_STATED PROBLEM_: Pick out each line in the data below that contains the word "tower", and copy those lines.

Recorded data:
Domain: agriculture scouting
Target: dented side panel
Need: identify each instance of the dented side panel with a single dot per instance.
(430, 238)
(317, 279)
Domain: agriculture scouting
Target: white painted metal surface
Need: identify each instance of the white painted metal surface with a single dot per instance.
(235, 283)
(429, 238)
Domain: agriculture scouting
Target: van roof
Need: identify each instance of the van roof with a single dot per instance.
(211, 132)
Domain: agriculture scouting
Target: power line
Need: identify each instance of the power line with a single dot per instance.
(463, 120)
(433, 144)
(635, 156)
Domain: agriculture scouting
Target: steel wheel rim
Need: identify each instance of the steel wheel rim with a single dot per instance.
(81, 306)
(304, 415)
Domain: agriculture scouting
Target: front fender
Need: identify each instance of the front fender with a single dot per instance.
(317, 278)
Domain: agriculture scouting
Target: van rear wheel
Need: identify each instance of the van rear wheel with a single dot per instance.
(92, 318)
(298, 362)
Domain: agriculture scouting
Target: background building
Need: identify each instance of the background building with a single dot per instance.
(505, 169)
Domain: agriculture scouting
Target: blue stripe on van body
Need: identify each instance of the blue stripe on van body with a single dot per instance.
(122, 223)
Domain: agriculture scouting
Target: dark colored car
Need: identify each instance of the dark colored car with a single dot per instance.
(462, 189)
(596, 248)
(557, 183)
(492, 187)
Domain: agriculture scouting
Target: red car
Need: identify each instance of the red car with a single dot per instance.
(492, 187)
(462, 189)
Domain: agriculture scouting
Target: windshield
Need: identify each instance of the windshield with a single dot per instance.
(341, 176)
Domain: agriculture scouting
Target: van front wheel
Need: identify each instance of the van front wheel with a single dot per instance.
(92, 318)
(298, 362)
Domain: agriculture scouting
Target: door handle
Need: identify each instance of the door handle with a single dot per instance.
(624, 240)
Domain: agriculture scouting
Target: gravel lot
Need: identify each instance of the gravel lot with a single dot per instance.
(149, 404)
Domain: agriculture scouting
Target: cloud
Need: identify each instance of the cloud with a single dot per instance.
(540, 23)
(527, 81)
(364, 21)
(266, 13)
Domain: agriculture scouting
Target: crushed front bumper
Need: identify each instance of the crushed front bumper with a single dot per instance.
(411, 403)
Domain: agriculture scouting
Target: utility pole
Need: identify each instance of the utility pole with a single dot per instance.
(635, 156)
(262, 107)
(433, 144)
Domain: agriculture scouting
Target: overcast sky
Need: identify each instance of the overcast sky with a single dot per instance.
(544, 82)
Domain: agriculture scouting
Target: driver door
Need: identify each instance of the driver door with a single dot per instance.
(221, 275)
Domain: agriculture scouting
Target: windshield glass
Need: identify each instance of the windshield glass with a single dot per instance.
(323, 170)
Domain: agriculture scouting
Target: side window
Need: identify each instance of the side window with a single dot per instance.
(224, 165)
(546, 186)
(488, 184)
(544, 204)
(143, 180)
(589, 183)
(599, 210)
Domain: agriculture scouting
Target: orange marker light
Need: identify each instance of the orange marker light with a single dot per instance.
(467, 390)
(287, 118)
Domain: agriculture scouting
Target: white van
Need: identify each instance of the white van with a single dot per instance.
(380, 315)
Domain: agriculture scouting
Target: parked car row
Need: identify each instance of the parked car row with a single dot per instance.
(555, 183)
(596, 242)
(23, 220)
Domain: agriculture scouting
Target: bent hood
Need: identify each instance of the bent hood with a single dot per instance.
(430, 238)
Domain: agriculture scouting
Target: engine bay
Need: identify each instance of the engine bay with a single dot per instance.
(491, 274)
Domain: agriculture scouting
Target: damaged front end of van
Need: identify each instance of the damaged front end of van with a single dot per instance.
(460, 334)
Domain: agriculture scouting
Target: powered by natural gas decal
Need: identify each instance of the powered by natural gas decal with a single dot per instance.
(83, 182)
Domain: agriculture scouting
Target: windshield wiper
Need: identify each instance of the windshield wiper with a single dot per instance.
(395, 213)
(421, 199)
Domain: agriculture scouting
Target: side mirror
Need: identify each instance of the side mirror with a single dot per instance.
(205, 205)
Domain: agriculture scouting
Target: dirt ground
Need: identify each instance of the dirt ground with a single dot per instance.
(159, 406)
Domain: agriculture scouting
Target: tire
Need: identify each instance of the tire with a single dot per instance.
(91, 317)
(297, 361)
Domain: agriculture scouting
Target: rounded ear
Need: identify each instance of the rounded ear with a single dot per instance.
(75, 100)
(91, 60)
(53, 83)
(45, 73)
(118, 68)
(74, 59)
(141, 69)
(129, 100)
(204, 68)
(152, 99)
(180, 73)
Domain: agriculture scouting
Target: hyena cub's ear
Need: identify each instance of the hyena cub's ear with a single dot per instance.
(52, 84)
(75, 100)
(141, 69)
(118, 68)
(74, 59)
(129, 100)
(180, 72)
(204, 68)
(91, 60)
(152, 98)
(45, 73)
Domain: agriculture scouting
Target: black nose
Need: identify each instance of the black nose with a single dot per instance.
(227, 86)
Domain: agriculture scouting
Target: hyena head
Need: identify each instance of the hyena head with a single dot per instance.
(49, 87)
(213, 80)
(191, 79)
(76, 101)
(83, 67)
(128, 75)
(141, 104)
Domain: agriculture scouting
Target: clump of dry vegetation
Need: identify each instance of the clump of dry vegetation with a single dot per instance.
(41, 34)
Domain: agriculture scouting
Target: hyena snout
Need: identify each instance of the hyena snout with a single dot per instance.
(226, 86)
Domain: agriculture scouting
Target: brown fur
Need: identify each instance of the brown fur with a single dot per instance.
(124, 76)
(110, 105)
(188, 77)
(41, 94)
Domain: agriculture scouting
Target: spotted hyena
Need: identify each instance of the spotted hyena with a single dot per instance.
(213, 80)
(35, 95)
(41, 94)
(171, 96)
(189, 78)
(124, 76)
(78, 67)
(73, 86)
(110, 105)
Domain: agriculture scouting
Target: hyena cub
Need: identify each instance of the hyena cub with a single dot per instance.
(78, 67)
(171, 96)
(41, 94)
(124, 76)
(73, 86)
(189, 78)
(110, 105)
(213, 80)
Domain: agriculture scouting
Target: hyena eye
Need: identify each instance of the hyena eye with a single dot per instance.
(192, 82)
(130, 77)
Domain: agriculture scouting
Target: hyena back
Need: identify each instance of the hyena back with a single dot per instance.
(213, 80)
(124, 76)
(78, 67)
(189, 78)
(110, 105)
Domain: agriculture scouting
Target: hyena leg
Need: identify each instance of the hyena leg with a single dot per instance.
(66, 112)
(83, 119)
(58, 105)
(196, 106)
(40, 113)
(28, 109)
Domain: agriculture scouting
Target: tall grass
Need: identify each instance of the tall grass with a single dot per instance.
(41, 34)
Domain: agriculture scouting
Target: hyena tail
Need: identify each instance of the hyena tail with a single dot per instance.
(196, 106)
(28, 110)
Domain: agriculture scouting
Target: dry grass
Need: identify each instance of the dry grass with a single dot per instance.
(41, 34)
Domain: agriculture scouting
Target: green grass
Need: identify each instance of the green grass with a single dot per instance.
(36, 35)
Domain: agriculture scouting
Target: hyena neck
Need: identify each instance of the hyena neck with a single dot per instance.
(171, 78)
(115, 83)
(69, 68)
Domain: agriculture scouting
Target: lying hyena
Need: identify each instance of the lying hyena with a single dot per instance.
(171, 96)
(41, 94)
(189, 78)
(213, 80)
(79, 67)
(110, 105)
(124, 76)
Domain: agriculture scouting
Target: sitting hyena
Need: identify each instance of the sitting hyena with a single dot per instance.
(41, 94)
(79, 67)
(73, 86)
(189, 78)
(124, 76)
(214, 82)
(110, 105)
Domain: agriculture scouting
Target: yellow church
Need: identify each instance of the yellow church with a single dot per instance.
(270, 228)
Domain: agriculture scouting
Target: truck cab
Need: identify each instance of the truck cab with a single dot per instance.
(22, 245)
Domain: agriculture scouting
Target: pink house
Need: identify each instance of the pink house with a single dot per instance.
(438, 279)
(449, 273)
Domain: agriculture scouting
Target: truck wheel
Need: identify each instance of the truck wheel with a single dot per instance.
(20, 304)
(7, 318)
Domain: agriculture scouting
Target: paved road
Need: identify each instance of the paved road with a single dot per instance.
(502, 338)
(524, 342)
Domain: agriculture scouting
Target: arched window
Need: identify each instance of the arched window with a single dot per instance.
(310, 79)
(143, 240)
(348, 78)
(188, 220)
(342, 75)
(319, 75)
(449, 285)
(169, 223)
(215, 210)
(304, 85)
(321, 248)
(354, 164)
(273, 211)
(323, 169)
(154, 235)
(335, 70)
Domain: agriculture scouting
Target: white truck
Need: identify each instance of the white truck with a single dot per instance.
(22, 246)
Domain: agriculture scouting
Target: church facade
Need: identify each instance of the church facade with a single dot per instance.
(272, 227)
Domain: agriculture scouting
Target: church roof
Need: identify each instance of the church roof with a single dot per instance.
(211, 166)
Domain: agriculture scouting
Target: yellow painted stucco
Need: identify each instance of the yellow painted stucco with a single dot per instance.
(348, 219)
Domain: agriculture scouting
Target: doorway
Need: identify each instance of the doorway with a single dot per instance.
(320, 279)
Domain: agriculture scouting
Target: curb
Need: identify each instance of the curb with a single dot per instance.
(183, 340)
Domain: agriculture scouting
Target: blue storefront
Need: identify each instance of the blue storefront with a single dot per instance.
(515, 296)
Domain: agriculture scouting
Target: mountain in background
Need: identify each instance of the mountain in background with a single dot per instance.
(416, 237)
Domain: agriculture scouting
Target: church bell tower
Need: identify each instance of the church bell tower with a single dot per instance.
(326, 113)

_FULL RESPONSE_:
Target: church bell tower
Need: identify each instance of the church bell tower with a single dot per instance.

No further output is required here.